====== Sayfa alıntısı ======
Bildirgeyi imzalayan 14 kent, okullarda, hastanelerde ve diğer kamu binalarında yılda 500 milyon öğün yemek hizmeti vermektedir ve bu taahhütler ile 64 milyon vatandaşı için lezzetli, besleyici ve sürdürülebilir gıdaların bulunabilirliğini ve satın alınabilirliğini arttıracak. Bu nedenle, C40 İyi Besin Şehirler Bildirgesi milyonlarca insana doğrudan yarar sağlayacak ve sağlıklı, lezzetli ve sürdürülebilir gıda talebinin yüksek olduğu konusunda piyasaya açık bir mesaj verecek. Kentler, yemeğin üretilme ve tüketilme şeklini değiştirme çabalarına öncülük ediyor.
Küresel gıda sistemi, zararlı sera gazı emisyonlarının başlıca kaynaklarından ve küresel iklim acil durumunu tetikleyen tüm emisyonların yaklaşık dörtte birinden sorumlu. C40’ın araştırmasına göre, yiyecek üretme, taşıma, tüketme ve atık yöntemlerimizde önemli değişiklikler yapılmadığı takdirde, gıda sektöründen kaynaklanan emisyonların 2050 yılına kadar yaklaşık yüzde 40 oranında artacak., Gıda üretimi, tüketimi ve atıklardan kaynaklanan emisyonlar arttıkça, hızlanan iklim krizi dünyanın büyüyen nüfusunu besleme kabiliyetimiz tehdit ediyor. Şu anda, dünya genelinde 820 milyondan fazla insan açlık ve yetersiz beslenmeden etkileniyor. Aynı zamanda, küresel diyet eğilimleri kalp hastalığı, diyabet ve kanser oranlarının artmasında da rol oymanın yanı sıra sağlık maliyetlerini de artırıyor ve her yıl milyonlarca erken ölüme de neden oluyor. Sera gazı emisyonlarının başlıca kaynaklarından aşırı kırmızı et tüketimi ve şeker, yağ ve tuz bakımından ultra işlenmiş yiyecekler topluluklarımızı daha hasta ve daha az üretken hale getiriyor.
====== Verilen veriler ======
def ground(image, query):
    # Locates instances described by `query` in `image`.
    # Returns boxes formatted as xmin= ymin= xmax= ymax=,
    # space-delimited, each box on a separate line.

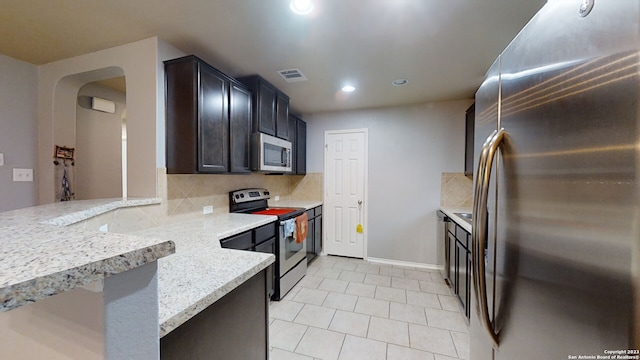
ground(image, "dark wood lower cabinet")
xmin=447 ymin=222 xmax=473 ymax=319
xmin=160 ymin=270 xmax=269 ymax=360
======
====== Verilen veriler ======
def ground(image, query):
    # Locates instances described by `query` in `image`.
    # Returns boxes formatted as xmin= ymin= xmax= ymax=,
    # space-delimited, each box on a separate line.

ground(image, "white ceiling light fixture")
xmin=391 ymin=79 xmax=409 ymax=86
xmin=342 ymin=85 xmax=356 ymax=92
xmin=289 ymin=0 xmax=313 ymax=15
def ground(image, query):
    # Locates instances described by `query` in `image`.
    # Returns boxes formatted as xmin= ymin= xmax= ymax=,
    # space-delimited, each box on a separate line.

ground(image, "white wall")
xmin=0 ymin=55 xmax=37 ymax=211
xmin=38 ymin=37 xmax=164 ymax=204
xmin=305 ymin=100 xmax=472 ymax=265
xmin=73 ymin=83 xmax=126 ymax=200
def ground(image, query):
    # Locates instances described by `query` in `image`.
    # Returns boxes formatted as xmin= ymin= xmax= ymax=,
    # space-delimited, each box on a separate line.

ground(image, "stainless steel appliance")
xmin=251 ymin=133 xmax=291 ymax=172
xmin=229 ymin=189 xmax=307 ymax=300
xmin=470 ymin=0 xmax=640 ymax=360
======
====== Verilen veriler ======
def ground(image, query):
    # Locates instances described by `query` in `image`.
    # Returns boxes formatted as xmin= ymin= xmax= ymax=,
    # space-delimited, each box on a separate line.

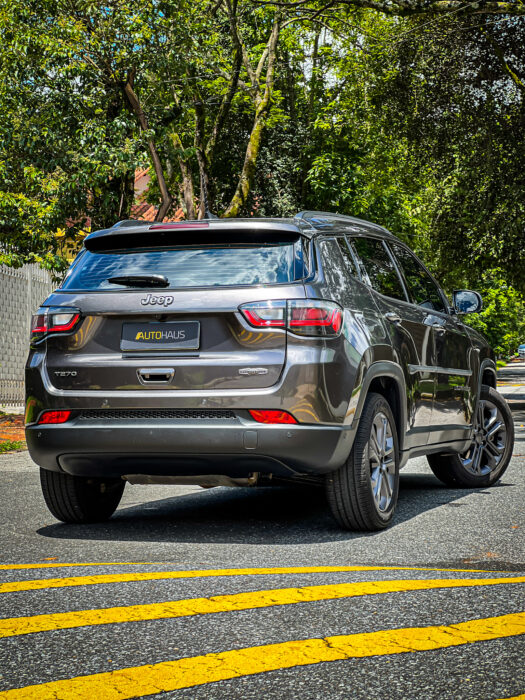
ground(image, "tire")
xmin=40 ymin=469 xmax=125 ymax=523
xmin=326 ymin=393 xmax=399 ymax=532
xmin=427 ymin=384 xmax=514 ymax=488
======
Verilen görevler:
• 1. Aşağıdaki ifadelerin C40 gıda bildirgesi metniyle uyuşup uyuşmadığını belirtin. Her biri için "evet" ya da "hayır" yazın ve karar veren sözcükleri metinden aynen alıntılayın.
(a) Bildirgeyi 14 kent imzalamıştır.
(b) Küresel gıda sistemi tüm emisyonların yarısından sorumludur.
(c) Dünya genelinde 820 milyondan fazla insan açlık ve yetersiz beslenmeden etkilenmektedir.
• 2. C40 gıda bildirgesi metnini son cümlesinden sonra sürdürün.

Görev yanıtları:
• 1.
(a) Evet: "Bildirgeyi imzalayan 14 kent"
(b) Hayır: "tüm emisyonların yaklaşık dörtte birinden sorumlu"
(c) Evet: "dünya genelinde 820 milyondan fazla insan açlık ve yetersiz beslenmeden etkileniyor"

• 2.
Kentleşmenin dünyadaki kentsel nüfus artışına artırılmasıyla birlikte, 2050 yılına kadar dünya genelinde üretilen tüm gıdaların % 80’inin şehirlerde tüketilmesi bekleniyor ve belediye başkanları, gıda güvencesizliği ve artan obezitenin giderek büyüyen kentsel problemler teşkil etmesine bağlı olarak, vatandaşların yararına eyleme geçme zorunluluğunu kabul ediyor.
Milano Belediye Başkanı Giuseppe Sala, “İklim acil durumu her zamankinden daha acil ve bu duruma vereceğimiz cevabın önümüzdeki zorluklarla orantılı olması gerekiyor” dedi. “Her sektörde değişimi nasıl etkileyebileceğimize bakmalıyız ve gıda kent topluluklarının en önemli kültürel ve ekonomik varlıklarından biridir. Şehirlerin etki bırakabilecek birçok gücü var. Bu bildirgeyi imzalayarak, acil olarak birlikte çalışmayı ve tedarik güçlerimizi kentsel gıda ortamını değiştirmek için kullanmayı taahhüt ediyoruz. Emisyon azaltımını hızlandırmak ve tüm vatandaşların daha sağlıklı ve bilinçli seçimler yapabilmelerini sağlamak için gıda atıkları dahil olmak üzere, gıda sistemlerimizdeki aşırı tüketimin ve sürdürülemez uygulamaların olumsuz etkilerini ele almamız gerekiyor. ”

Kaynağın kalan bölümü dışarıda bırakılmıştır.